■ YOUR INSTRUCTIONS: Your output should be the line that contains "Target: white sailboat" and all lines after it in the records, retyped exactly through the last one.

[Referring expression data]
*****

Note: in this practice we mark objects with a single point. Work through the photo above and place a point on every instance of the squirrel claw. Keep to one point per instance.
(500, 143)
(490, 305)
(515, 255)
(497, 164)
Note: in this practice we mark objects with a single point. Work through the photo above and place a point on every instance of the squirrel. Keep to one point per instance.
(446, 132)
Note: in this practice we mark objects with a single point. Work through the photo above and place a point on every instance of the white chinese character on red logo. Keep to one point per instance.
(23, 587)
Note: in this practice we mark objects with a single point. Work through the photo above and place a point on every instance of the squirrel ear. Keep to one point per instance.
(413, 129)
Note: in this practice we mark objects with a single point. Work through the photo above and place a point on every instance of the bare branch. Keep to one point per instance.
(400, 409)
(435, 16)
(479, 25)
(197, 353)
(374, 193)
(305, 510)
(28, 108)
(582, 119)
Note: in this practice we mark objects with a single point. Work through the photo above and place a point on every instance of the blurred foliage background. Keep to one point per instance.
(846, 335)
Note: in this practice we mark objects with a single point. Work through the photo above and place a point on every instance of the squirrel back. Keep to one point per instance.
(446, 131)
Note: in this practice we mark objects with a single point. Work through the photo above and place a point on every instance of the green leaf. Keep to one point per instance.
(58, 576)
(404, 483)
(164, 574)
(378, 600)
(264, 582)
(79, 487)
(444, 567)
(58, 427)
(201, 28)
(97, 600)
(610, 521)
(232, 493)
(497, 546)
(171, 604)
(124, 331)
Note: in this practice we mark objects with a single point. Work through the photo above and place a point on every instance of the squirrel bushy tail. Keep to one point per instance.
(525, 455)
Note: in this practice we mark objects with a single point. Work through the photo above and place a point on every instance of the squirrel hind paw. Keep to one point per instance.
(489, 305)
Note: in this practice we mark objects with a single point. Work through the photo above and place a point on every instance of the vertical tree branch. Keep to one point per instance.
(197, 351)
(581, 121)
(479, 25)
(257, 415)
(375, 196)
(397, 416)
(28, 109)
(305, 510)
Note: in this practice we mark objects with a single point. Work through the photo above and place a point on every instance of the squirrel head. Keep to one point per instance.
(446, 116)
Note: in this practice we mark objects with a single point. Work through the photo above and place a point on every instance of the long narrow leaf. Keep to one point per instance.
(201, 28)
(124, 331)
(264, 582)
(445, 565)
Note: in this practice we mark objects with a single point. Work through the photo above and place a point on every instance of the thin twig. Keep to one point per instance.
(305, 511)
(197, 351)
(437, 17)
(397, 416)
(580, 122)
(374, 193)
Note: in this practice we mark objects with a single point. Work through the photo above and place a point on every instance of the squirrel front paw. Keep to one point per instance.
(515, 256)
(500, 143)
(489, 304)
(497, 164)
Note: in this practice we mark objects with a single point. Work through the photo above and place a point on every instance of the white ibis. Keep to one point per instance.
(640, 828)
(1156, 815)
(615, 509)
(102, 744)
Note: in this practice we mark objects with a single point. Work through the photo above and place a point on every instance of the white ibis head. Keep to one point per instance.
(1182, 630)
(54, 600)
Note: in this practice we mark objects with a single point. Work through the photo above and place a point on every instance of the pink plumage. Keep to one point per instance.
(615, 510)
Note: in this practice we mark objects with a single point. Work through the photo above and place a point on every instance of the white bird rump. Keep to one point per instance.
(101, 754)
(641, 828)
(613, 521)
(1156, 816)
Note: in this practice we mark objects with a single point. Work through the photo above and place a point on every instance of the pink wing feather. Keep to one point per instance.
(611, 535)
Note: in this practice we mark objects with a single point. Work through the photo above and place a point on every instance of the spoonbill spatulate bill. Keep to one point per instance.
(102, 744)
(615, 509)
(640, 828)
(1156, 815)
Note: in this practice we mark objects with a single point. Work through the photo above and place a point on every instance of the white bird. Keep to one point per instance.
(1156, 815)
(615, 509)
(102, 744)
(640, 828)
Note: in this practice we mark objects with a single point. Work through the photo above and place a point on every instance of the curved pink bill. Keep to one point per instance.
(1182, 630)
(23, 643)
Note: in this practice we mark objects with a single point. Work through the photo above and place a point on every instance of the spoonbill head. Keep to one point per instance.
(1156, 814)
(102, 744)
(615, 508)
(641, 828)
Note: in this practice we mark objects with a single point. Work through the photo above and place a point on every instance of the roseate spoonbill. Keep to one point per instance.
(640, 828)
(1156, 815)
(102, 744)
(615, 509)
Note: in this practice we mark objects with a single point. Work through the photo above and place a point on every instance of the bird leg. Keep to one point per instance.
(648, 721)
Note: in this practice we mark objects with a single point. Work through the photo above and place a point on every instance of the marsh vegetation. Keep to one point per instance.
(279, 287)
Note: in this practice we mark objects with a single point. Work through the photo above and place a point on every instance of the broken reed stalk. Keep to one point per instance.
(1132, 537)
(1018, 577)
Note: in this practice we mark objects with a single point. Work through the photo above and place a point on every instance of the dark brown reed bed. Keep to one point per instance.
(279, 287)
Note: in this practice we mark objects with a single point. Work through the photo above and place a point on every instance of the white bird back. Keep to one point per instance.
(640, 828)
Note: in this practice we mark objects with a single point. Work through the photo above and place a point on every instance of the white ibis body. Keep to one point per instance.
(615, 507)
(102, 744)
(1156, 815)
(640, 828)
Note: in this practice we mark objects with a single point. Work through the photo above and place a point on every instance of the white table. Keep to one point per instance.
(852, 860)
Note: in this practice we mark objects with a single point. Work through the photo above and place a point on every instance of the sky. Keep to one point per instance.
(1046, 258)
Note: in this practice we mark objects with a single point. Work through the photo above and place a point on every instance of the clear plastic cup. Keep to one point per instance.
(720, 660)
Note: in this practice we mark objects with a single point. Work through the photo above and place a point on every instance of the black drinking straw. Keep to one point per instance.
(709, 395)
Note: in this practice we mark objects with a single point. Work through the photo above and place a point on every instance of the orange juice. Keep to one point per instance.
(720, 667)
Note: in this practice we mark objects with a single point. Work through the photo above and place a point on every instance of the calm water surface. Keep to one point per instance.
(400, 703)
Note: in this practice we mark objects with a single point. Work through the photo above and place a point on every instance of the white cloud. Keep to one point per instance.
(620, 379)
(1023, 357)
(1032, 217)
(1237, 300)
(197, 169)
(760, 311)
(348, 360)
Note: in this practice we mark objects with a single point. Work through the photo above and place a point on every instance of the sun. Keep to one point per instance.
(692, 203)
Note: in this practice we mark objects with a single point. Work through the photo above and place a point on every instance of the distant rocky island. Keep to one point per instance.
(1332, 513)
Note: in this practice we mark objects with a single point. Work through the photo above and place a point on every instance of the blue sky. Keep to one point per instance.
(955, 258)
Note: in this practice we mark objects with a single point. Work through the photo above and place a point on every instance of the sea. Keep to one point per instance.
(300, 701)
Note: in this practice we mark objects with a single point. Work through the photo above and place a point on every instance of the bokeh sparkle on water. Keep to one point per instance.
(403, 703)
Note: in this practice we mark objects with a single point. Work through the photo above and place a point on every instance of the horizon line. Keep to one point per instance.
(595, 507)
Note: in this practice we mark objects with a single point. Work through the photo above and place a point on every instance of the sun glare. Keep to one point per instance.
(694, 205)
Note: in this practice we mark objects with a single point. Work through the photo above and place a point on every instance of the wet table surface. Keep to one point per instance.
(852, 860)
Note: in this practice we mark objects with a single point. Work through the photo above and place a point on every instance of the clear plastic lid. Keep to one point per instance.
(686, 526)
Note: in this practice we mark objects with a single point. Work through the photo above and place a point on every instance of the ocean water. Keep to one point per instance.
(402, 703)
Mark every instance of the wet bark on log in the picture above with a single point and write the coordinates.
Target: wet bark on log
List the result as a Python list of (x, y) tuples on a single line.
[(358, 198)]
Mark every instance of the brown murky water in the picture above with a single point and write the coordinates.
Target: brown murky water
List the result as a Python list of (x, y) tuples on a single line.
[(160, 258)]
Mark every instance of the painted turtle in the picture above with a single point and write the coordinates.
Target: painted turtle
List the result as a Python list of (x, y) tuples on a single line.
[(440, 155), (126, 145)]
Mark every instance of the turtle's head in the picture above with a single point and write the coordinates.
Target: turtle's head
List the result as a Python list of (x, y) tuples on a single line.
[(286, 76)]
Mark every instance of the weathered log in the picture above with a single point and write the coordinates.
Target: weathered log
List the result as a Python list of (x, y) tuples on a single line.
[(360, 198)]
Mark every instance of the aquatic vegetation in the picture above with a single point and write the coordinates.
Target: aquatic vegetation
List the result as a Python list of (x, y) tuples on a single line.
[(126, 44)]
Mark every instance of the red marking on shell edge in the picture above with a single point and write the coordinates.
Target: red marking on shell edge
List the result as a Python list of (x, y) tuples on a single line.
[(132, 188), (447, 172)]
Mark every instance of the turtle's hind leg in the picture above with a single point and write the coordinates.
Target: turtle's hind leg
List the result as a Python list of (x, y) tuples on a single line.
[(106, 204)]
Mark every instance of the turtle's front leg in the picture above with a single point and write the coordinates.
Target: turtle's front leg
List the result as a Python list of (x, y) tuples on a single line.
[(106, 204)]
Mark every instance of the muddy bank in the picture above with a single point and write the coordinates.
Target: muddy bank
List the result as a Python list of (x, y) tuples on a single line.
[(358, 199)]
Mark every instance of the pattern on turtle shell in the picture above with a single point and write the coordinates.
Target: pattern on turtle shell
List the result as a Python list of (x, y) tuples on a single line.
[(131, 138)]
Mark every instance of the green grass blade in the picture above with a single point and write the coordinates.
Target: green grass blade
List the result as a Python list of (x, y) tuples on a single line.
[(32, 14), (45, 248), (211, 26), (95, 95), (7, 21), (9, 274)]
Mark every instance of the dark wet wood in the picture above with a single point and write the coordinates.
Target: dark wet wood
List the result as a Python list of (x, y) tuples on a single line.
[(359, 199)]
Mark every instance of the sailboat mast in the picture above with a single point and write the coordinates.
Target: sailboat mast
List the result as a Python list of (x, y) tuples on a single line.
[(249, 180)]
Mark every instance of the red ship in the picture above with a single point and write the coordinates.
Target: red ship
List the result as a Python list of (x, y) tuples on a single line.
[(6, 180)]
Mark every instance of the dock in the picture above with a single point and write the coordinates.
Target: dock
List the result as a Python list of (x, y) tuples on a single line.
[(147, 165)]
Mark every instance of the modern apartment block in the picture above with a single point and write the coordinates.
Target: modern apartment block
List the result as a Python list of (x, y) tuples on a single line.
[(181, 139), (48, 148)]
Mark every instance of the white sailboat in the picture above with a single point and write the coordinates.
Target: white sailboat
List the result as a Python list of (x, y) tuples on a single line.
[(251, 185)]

*****

■ RESULT OF THE TASK:
Target: white sailboat
List the result as a Python list of (x, y) tuples on a single line.
[(251, 185)]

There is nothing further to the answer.